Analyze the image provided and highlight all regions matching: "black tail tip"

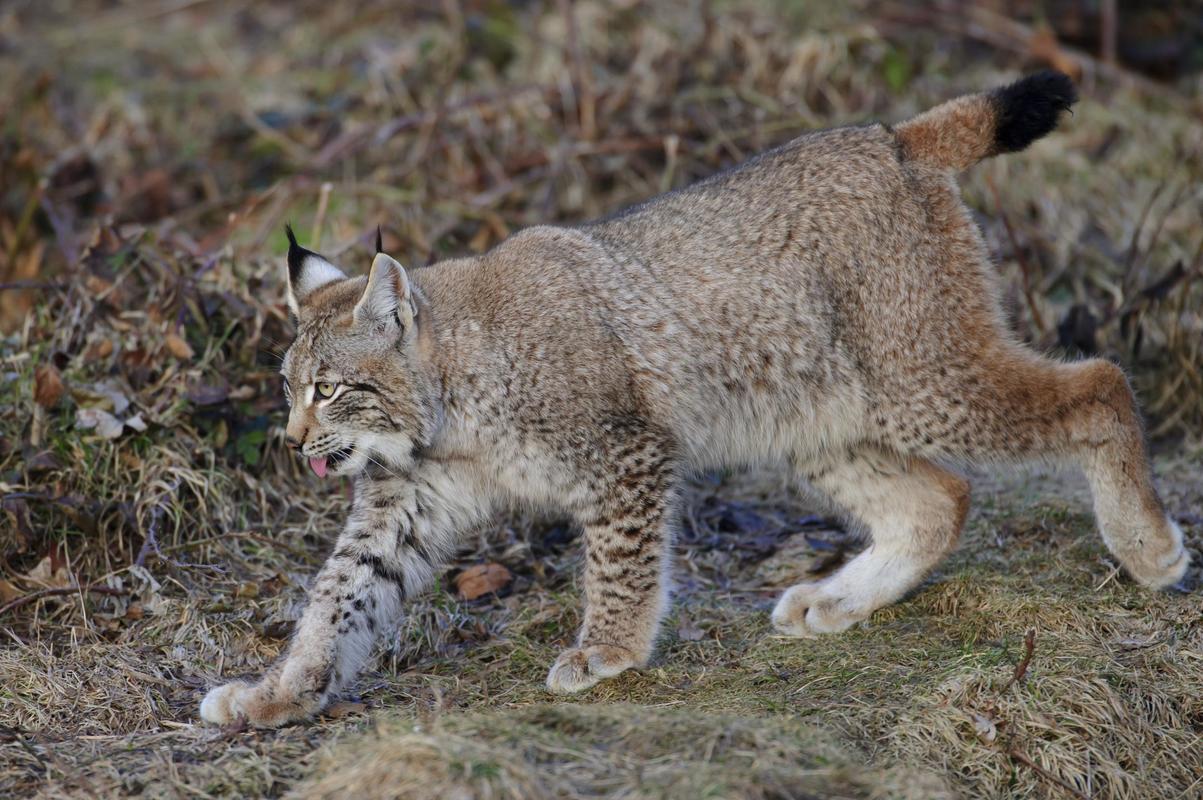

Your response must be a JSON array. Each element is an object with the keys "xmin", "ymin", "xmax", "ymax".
[{"xmin": 992, "ymin": 70, "xmax": 1078, "ymax": 153}]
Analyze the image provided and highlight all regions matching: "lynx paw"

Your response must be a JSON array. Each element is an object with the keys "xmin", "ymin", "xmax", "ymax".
[
  {"xmin": 199, "ymin": 681, "xmax": 252, "ymax": 725},
  {"xmin": 1120, "ymin": 520, "xmax": 1190, "ymax": 589},
  {"xmin": 546, "ymin": 644, "xmax": 639, "ymax": 694},
  {"xmin": 771, "ymin": 582, "xmax": 861, "ymax": 637},
  {"xmin": 199, "ymin": 680, "xmax": 313, "ymax": 728}
]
--------------------------------------------------
» **Task requirements**: Would you please output the listing above exactly, leaving out the pictures?

» **Reply to the exercise**:
Analyze the image provided and highlight all regions matching: "black tail tip"


Your response must be a JSON array. Each element is an object with the keys "xmin", "ymin", "xmax", "ymax".
[{"xmin": 992, "ymin": 70, "xmax": 1078, "ymax": 153}]
Analyze the image provided and highlight all regions matching: "lynx paw"

Your response must be a JSON array. Each element is an object with the keys "xmin", "ymin", "xmax", "ymax".
[
  {"xmin": 199, "ymin": 681, "xmax": 252, "ymax": 725},
  {"xmin": 1120, "ymin": 520, "xmax": 1190, "ymax": 589},
  {"xmin": 546, "ymin": 644, "xmax": 639, "ymax": 694},
  {"xmin": 771, "ymin": 582, "xmax": 861, "ymax": 637},
  {"xmin": 199, "ymin": 680, "xmax": 313, "ymax": 728}
]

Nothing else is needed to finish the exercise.